[Data lines]

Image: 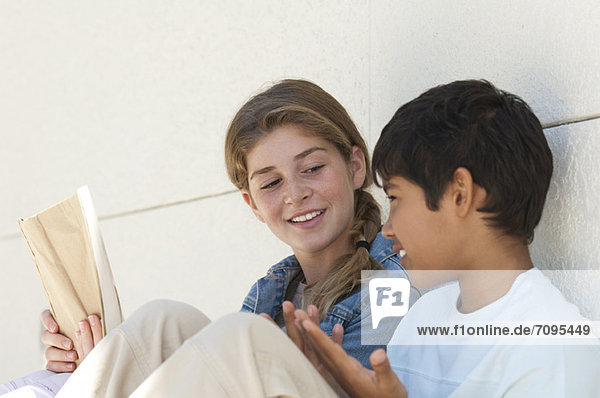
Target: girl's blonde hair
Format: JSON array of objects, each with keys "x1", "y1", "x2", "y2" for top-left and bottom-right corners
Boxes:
[{"x1": 225, "y1": 79, "x2": 382, "y2": 319}]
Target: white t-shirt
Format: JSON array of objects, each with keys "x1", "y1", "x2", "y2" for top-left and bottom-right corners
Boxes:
[{"x1": 387, "y1": 268, "x2": 600, "y2": 398}]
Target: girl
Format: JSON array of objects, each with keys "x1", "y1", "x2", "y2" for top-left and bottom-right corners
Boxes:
[{"x1": 7, "y1": 80, "x2": 416, "y2": 393}]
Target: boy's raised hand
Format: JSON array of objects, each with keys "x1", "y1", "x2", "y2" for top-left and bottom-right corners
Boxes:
[
  {"x1": 296, "y1": 311, "x2": 408, "y2": 398},
  {"x1": 41, "y1": 310, "x2": 103, "y2": 373}
]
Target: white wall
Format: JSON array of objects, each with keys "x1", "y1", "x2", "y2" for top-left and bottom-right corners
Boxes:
[{"x1": 0, "y1": 0, "x2": 600, "y2": 382}]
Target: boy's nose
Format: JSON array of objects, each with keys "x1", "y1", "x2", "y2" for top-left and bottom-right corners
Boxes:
[{"x1": 381, "y1": 217, "x2": 394, "y2": 239}]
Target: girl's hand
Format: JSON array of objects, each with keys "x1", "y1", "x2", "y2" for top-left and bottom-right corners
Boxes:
[
  {"x1": 41, "y1": 310, "x2": 103, "y2": 373},
  {"x1": 75, "y1": 315, "x2": 104, "y2": 363}
]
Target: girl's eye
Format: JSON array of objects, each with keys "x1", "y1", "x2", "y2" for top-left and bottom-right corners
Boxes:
[
  {"x1": 260, "y1": 178, "x2": 281, "y2": 189},
  {"x1": 304, "y1": 164, "x2": 325, "y2": 174}
]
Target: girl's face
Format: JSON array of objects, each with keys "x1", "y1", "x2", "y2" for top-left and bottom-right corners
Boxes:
[{"x1": 242, "y1": 125, "x2": 366, "y2": 259}]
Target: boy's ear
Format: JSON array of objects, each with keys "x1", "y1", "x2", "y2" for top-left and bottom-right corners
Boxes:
[
  {"x1": 241, "y1": 189, "x2": 265, "y2": 223},
  {"x1": 350, "y1": 145, "x2": 367, "y2": 189},
  {"x1": 451, "y1": 167, "x2": 474, "y2": 217}
]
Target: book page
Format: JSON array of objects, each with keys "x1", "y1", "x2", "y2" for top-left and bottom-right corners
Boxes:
[{"x1": 19, "y1": 187, "x2": 122, "y2": 356}]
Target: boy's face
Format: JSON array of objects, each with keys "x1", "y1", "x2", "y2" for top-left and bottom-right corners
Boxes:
[{"x1": 382, "y1": 176, "x2": 459, "y2": 286}]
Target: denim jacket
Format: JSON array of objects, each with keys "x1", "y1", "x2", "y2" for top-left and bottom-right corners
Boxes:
[{"x1": 241, "y1": 233, "x2": 413, "y2": 369}]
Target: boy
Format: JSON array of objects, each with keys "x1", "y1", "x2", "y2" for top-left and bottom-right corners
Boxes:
[
  {"x1": 35, "y1": 81, "x2": 600, "y2": 397},
  {"x1": 297, "y1": 80, "x2": 600, "y2": 397}
]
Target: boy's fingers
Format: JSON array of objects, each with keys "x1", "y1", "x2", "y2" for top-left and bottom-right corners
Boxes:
[
  {"x1": 282, "y1": 301, "x2": 304, "y2": 351},
  {"x1": 258, "y1": 312, "x2": 275, "y2": 323},
  {"x1": 331, "y1": 323, "x2": 344, "y2": 345},
  {"x1": 308, "y1": 304, "x2": 319, "y2": 325},
  {"x1": 369, "y1": 349, "x2": 408, "y2": 397},
  {"x1": 88, "y1": 315, "x2": 104, "y2": 347},
  {"x1": 40, "y1": 310, "x2": 58, "y2": 333},
  {"x1": 302, "y1": 320, "x2": 348, "y2": 370}
]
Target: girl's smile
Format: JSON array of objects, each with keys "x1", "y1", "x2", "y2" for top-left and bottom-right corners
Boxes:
[{"x1": 242, "y1": 125, "x2": 365, "y2": 274}]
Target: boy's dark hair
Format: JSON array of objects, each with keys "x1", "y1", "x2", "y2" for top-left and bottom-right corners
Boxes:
[{"x1": 373, "y1": 80, "x2": 552, "y2": 243}]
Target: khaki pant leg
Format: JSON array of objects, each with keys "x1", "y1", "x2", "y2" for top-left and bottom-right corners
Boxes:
[
  {"x1": 57, "y1": 300, "x2": 210, "y2": 398},
  {"x1": 132, "y1": 313, "x2": 336, "y2": 397}
]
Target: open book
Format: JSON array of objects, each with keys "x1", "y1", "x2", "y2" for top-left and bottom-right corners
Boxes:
[{"x1": 19, "y1": 186, "x2": 122, "y2": 354}]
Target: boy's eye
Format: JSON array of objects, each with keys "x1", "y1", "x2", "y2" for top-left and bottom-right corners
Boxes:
[
  {"x1": 304, "y1": 164, "x2": 325, "y2": 174},
  {"x1": 260, "y1": 178, "x2": 281, "y2": 189}
]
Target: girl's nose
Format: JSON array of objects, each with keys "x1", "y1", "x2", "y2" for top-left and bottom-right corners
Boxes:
[{"x1": 284, "y1": 179, "x2": 311, "y2": 204}]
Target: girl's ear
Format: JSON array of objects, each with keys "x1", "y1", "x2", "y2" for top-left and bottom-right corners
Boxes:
[
  {"x1": 350, "y1": 145, "x2": 367, "y2": 189},
  {"x1": 451, "y1": 167, "x2": 474, "y2": 217},
  {"x1": 241, "y1": 189, "x2": 265, "y2": 223}
]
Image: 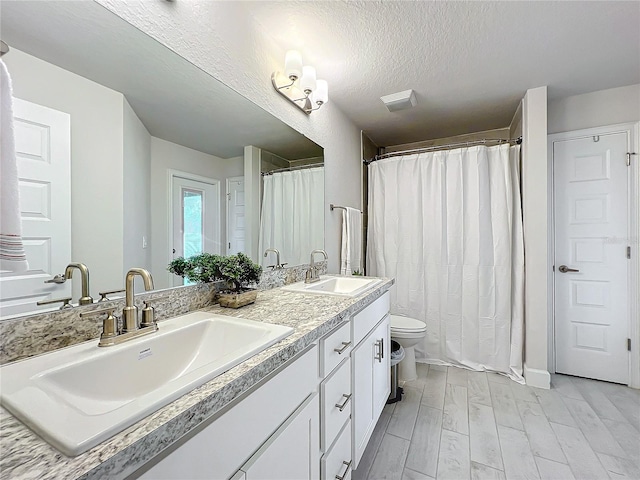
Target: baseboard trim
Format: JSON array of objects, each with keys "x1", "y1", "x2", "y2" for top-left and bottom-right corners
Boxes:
[{"x1": 524, "y1": 364, "x2": 551, "y2": 390}]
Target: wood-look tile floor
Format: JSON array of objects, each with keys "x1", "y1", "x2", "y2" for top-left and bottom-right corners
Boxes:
[{"x1": 353, "y1": 364, "x2": 640, "y2": 480}]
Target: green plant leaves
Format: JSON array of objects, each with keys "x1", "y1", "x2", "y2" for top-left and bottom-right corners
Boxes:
[{"x1": 167, "y1": 253, "x2": 262, "y2": 291}]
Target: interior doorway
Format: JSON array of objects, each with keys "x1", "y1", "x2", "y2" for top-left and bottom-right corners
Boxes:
[{"x1": 549, "y1": 127, "x2": 638, "y2": 385}]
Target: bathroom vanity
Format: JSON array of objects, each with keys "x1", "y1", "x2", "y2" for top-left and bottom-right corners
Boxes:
[{"x1": 0, "y1": 279, "x2": 393, "y2": 479}]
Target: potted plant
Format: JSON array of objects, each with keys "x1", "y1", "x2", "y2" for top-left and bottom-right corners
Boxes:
[{"x1": 168, "y1": 253, "x2": 262, "y2": 308}]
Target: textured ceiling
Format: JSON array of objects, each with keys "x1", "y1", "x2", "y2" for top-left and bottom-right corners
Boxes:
[
  {"x1": 0, "y1": 1, "x2": 322, "y2": 159},
  {"x1": 244, "y1": 0, "x2": 640, "y2": 146}
]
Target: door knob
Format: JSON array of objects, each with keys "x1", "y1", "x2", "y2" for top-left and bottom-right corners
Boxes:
[{"x1": 558, "y1": 265, "x2": 580, "y2": 273}]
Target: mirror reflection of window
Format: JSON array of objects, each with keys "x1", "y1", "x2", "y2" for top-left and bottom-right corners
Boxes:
[{"x1": 182, "y1": 190, "x2": 204, "y2": 258}]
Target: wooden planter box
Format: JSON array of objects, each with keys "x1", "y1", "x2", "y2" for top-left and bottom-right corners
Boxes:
[{"x1": 218, "y1": 289, "x2": 258, "y2": 308}]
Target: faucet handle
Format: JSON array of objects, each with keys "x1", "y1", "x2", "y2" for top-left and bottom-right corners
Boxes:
[
  {"x1": 80, "y1": 307, "x2": 120, "y2": 347},
  {"x1": 36, "y1": 297, "x2": 73, "y2": 310},
  {"x1": 44, "y1": 273, "x2": 67, "y2": 283},
  {"x1": 96, "y1": 288, "x2": 124, "y2": 303},
  {"x1": 140, "y1": 299, "x2": 156, "y2": 328}
]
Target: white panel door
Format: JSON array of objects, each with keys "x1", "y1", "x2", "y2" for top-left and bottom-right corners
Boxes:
[
  {"x1": 553, "y1": 132, "x2": 629, "y2": 384},
  {"x1": 227, "y1": 177, "x2": 245, "y2": 255},
  {"x1": 0, "y1": 98, "x2": 71, "y2": 316}
]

▸ EXERCISE TASK: Copy the records from the line containing "Target: wooden planter box" through the end of the records, both included.

▸ SOLUTION TO THE PROBLEM:
Target: wooden planter box
Format: JSON array of objects, each with keys "x1", "y1", "x2", "y2" for top-left and bottom-right corners
Boxes:
[{"x1": 218, "y1": 289, "x2": 258, "y2": 308}]
Target: faucet handle
Format: JSON array of objects, each with keys "x1", "y1", "x2", "y2" for top-left and bottom-right corners
Boxes:
[
  {"x1": 80, "y1": 307, "x2": 120, "y2": 347},
  {"x1": 36, "y1": 297, "x2": 73, "y2": 310},
  {"x1": 44, "y1": 273, "x2": 67, "y2": 283},
  {"x1": 96, "y1": 288, "x2": 124, "y2": 303},
  {"x1": 140, "y1": 299, "x2": 156, "y2": 328}
]
Target: white panel door
Format: JSON array of objects, each with keys "x1", "y1", "x2", "y2" for top-left and bottom-right corners
Boxes:
[
  {"x1": 553, "y1": 132, "x2": 629, "y2": 384},
  {"x1": 227, "y1": 177, "x2": 245, "y2": 255},
  {"x1": 0, "y1": 98, "x2": 71, "y2": 316}
]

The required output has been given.